- **Selected excerpt**:
# Old IHC 454 - what kind of gearbox/hydraulic oli?



## Misior (Dec 26, 2015)

Hello.
I have problem with my oil.
I am currently using the next third type of oil.
There is a problem on each of them. The drive system is very loud. Especially gears in wheels (you know what I mean )
Tractor has 8500mth.
On the films available on the Internet these tractors move much more quietly.
Do you have any idea what will be the best popular transmission and hydraulic oil for such an old tractor?
On the one I currently use, power steering also works loud.

Thank you in advance for your answer.


----------



## pogobill (Jan 31, 2012)

What oils have you been using? I use Hy-Tran oil from the Case/IH dealer for my hydraulics.


----------



## Misior (Dec 26, 2015)

At the moment I do not remember the name but I chose the parameters as recommended by the manufacturer.
I mean more about whether I do not have to use another type of oil because the tractor is already a bit worn out?

- **Work to complete**:
• 1. How would you put "I use Hy-Tran oil from the Case/IH dealer for my hydraulics." from the tractor oil thread into Spanish?
• 2. Could you resume the tractor oil thread after its final post, writing the next reply in the same forum style?

- **Data**:
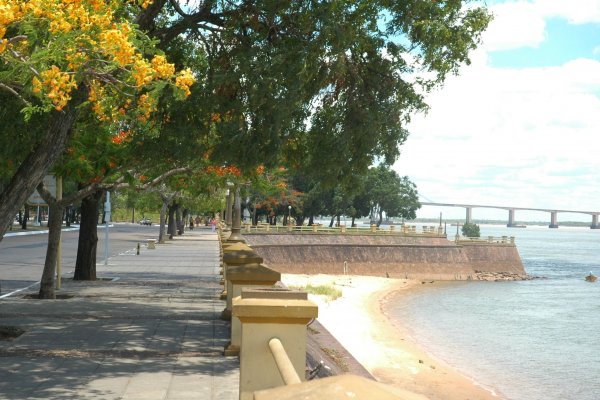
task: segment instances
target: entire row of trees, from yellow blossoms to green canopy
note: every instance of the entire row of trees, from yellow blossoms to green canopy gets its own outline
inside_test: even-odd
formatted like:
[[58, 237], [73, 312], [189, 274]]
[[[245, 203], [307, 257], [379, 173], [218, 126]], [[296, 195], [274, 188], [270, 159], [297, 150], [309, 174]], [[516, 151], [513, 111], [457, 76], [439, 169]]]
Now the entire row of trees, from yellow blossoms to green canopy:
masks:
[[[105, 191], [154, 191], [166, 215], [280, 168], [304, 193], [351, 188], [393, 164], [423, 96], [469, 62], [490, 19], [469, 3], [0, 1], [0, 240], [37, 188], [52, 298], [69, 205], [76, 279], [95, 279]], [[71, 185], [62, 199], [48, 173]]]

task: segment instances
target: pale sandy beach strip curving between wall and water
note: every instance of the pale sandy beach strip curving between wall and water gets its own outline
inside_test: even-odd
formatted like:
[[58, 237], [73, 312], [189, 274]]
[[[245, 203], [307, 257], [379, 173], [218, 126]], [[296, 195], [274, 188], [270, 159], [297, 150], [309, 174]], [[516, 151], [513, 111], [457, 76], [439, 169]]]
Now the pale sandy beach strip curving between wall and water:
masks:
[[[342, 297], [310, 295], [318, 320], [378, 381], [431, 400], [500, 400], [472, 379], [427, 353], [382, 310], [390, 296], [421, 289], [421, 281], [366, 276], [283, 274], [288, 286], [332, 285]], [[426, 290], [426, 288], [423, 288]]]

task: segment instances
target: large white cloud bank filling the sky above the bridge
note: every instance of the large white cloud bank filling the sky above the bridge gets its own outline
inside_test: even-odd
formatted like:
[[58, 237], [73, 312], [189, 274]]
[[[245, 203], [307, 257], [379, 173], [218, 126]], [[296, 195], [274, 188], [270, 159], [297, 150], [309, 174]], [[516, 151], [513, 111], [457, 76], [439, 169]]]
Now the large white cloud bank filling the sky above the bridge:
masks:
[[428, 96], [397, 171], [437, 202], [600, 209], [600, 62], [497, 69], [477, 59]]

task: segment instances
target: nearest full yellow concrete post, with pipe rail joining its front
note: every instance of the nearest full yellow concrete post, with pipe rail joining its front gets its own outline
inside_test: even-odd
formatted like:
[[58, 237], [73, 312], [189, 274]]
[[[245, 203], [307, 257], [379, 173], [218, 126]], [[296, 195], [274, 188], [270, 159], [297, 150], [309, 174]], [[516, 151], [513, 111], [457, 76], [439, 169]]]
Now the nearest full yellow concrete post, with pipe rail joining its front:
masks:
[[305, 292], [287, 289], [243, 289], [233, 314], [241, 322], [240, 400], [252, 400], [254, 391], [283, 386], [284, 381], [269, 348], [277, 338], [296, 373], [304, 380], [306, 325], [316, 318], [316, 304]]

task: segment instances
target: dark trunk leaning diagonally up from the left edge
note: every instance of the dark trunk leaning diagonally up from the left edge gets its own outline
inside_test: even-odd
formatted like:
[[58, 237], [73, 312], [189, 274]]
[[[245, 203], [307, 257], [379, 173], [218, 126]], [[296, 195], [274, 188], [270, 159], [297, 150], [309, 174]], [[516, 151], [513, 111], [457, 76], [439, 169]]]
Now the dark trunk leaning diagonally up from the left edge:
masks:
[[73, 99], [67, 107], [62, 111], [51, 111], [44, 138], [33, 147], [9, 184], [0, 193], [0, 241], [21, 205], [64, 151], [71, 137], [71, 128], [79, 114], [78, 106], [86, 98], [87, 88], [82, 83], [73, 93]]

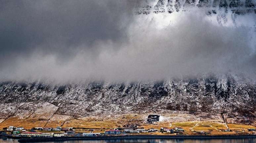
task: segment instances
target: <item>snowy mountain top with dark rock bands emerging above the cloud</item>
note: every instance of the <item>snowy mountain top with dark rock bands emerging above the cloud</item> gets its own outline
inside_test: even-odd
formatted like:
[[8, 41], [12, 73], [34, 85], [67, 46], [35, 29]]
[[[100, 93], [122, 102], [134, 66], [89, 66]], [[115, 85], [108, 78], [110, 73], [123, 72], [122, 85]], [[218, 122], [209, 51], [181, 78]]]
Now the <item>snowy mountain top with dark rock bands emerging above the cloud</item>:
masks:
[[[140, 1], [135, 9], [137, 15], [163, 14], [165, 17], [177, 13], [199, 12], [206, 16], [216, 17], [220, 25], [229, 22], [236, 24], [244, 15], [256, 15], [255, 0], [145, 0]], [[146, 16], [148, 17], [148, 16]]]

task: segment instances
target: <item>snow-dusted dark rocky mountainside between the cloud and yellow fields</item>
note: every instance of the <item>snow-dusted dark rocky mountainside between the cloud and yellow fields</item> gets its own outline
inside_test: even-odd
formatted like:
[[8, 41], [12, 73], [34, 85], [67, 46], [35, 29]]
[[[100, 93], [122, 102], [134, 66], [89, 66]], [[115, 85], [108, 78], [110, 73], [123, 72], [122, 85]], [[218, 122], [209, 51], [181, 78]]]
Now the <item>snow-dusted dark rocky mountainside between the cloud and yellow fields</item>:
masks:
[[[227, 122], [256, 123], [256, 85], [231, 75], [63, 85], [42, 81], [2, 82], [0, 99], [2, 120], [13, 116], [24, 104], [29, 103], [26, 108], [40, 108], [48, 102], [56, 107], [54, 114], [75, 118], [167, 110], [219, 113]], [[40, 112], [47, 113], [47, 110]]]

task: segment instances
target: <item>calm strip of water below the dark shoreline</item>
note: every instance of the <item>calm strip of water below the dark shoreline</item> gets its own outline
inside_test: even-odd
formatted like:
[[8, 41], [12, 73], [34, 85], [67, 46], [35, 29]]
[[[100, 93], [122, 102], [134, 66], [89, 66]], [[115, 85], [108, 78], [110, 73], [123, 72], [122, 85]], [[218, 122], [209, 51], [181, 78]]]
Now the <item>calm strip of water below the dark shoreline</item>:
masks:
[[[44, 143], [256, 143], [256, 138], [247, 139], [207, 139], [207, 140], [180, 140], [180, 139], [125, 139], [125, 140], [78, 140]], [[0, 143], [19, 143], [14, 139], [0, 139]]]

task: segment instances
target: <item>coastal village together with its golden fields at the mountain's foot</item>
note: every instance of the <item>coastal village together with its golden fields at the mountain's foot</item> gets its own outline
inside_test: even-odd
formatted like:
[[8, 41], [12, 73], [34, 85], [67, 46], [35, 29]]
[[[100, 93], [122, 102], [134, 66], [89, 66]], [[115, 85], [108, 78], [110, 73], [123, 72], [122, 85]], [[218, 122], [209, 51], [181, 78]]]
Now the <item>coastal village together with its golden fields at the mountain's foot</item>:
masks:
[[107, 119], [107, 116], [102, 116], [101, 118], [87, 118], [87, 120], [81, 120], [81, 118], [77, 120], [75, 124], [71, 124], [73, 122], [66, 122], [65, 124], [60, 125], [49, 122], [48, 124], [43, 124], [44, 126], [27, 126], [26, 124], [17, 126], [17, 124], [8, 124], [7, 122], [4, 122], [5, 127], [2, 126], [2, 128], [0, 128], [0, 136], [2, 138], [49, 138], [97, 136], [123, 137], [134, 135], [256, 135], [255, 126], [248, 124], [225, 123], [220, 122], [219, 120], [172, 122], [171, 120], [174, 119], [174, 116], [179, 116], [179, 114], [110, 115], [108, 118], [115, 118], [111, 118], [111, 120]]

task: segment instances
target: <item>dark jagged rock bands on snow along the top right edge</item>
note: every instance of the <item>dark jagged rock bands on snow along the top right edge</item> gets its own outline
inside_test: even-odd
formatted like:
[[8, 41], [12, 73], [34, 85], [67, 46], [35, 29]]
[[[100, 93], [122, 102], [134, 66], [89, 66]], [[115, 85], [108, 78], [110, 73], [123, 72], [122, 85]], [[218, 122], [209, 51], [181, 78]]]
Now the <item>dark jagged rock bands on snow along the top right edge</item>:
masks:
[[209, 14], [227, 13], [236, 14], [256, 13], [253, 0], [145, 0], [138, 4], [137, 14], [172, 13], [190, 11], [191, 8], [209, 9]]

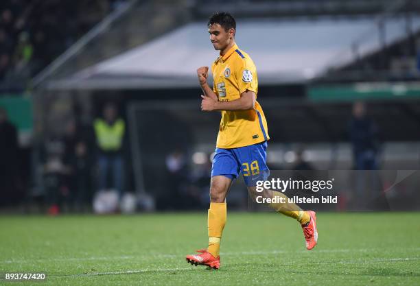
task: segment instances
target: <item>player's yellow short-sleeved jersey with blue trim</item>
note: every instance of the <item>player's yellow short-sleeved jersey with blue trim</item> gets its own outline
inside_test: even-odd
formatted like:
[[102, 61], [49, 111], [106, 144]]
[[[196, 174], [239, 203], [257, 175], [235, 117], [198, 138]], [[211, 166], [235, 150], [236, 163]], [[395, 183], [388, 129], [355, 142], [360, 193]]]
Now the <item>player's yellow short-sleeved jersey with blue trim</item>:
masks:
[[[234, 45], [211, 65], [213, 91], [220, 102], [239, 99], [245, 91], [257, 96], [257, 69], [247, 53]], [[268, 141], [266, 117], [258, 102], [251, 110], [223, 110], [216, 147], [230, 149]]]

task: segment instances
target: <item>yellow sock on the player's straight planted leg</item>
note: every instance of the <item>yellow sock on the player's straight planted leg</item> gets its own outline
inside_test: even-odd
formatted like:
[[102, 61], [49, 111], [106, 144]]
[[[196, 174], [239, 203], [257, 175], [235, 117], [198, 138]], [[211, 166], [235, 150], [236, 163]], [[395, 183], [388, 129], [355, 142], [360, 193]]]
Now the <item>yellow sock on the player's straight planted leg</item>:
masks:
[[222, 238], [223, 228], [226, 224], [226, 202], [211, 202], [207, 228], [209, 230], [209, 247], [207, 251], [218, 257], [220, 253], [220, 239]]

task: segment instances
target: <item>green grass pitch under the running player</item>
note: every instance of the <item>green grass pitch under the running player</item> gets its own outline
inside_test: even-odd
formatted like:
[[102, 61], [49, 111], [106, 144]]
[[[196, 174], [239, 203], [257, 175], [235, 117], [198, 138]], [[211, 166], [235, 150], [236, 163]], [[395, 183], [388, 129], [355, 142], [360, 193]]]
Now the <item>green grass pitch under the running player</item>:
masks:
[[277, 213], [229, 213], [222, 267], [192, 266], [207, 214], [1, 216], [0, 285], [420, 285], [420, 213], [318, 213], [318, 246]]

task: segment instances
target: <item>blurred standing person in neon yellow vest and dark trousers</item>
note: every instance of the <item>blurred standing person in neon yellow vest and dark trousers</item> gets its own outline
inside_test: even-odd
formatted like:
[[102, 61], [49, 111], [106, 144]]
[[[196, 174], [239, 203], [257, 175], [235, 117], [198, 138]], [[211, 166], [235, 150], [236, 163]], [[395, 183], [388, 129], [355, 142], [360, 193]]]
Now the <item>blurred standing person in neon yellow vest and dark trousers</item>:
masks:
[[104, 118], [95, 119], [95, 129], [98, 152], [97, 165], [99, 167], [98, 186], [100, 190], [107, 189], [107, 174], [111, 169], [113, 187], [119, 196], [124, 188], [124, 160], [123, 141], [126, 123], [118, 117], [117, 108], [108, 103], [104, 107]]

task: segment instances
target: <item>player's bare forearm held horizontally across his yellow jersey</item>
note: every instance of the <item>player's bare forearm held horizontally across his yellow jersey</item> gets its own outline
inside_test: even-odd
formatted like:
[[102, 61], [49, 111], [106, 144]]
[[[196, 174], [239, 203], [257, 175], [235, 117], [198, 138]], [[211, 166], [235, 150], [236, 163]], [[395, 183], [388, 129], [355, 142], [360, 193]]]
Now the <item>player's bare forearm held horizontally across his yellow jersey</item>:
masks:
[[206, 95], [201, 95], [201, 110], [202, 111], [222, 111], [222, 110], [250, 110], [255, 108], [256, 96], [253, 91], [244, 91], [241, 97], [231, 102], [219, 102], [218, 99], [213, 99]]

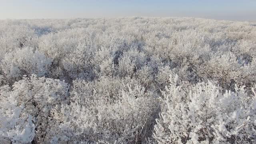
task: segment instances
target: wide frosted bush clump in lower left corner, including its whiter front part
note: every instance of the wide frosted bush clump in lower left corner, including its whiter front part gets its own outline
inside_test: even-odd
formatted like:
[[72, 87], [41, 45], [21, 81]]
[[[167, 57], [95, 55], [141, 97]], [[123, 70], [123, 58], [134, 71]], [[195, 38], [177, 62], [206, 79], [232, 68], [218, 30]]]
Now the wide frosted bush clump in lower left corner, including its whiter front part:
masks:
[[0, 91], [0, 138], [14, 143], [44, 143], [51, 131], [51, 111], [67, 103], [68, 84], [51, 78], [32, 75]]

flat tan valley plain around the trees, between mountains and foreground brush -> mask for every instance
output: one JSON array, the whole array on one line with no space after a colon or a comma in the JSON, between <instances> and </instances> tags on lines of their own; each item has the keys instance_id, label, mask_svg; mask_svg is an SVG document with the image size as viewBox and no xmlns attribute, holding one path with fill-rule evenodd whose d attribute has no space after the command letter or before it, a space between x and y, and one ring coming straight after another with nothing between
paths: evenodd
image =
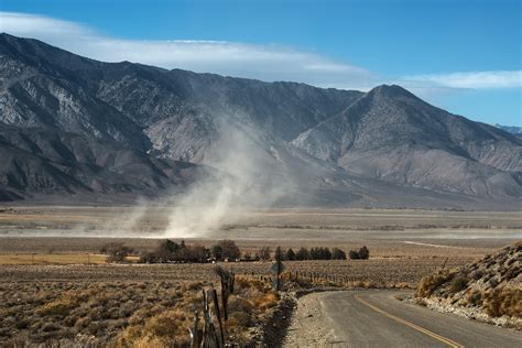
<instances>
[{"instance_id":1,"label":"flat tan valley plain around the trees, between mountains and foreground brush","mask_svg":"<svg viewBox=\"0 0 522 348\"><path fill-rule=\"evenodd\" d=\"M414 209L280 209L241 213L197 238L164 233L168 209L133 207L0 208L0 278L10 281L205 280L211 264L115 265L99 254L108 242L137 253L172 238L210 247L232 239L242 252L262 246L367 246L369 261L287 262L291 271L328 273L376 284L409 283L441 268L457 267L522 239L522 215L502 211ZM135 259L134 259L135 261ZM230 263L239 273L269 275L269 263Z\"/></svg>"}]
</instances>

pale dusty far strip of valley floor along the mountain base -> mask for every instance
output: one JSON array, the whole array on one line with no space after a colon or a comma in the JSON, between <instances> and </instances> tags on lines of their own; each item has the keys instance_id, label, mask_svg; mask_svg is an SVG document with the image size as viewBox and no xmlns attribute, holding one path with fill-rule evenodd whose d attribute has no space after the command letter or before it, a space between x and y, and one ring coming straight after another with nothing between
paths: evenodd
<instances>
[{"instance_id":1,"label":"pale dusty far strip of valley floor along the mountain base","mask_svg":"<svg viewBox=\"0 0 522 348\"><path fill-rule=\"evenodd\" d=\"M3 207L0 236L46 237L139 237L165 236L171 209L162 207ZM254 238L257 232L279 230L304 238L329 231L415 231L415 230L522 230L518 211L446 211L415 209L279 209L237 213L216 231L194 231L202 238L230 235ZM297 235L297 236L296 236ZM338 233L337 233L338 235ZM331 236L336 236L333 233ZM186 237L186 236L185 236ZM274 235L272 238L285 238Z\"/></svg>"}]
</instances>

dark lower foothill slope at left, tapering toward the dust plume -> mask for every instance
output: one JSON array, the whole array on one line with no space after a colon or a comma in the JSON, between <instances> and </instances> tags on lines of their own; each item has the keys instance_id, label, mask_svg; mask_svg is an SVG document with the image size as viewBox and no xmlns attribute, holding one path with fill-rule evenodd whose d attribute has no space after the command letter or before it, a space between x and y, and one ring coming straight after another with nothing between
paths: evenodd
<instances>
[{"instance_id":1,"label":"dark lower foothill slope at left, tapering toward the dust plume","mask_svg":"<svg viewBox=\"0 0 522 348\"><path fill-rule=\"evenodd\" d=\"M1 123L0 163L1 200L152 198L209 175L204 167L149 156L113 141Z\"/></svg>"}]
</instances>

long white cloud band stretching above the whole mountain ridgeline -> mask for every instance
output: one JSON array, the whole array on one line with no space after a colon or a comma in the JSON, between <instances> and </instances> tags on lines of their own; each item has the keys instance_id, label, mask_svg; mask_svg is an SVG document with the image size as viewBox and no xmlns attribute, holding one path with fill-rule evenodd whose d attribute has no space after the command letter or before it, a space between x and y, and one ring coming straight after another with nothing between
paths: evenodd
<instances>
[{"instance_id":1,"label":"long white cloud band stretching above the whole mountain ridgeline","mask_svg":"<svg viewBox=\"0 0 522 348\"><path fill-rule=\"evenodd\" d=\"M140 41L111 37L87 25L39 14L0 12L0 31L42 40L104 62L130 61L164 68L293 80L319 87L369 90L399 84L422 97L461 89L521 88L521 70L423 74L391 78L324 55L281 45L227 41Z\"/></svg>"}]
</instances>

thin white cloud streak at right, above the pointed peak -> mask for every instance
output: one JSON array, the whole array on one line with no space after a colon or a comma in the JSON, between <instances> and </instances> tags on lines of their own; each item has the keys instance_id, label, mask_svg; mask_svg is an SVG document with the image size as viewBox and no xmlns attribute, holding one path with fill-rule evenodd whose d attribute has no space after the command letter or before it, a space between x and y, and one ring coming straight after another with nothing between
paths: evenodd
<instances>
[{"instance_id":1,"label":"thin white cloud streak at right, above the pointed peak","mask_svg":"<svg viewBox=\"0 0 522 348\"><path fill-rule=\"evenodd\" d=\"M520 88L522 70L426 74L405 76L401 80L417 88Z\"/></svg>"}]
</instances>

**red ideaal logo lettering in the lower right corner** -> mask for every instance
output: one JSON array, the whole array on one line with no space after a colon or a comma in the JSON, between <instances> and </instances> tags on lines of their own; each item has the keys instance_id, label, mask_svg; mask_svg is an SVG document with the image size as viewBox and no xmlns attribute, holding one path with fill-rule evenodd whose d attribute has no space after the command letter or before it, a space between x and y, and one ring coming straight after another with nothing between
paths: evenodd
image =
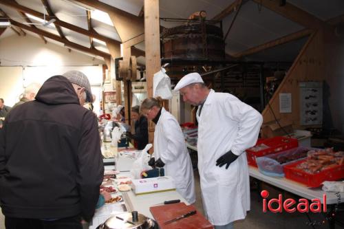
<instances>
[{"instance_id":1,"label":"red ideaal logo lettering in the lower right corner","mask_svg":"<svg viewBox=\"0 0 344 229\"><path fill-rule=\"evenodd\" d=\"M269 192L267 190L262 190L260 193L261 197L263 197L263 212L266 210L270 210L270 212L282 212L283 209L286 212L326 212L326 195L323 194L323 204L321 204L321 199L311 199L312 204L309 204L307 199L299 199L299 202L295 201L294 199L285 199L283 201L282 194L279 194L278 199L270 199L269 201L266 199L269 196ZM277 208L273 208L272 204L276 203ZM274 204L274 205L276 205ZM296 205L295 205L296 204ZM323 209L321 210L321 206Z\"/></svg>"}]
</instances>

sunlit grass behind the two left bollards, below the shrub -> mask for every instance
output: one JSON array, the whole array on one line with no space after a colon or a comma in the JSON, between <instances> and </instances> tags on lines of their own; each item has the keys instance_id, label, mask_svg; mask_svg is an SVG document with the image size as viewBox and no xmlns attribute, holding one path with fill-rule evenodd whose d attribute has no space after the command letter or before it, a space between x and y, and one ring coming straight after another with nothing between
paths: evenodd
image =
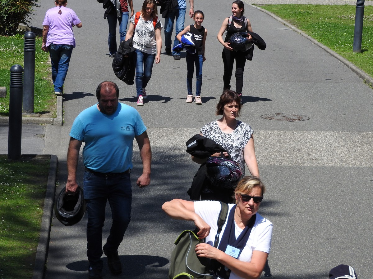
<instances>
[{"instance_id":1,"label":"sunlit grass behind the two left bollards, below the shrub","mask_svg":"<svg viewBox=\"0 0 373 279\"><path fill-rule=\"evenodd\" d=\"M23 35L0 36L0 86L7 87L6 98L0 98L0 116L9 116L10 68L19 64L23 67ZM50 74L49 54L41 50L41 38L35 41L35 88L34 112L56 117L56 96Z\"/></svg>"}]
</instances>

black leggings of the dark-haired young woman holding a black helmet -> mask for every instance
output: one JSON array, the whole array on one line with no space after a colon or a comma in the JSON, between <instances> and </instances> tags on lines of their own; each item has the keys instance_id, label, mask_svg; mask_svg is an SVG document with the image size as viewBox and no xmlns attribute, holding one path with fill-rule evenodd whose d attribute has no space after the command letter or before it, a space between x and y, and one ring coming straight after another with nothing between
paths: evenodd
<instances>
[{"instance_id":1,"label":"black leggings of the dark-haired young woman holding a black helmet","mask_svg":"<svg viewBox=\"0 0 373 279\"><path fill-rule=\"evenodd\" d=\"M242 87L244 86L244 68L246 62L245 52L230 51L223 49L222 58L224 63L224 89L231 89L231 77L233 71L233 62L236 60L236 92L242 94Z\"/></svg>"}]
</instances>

- **Outputs by task**:
• 1. Uso aceite Hy-Tran del concesionario de Case/IH para mi sistema hidráulico.

• 2.
----------



## sixbales (May 18, 2011)

Howdy Misior, great to have you back here on the forum.

If you are upgrading the manufacturer's original recommendations for oils to modern specifications, there's not much more you can do. Your tractor has 8000+ hours on it, so it is well worn.


----------



## Misior (Dec 26, 2015)

I will try to change the oil for one with better parameters than mobilfluid 426 and see what the results will be.


----------



## FredM (Nov 18, 2015)

https://www.redpowermagazine.com/fo...rvester-74-84-series-gearbox-rear-end-issues/
Misior, see if you can open the above web address, this may help with your noise problem.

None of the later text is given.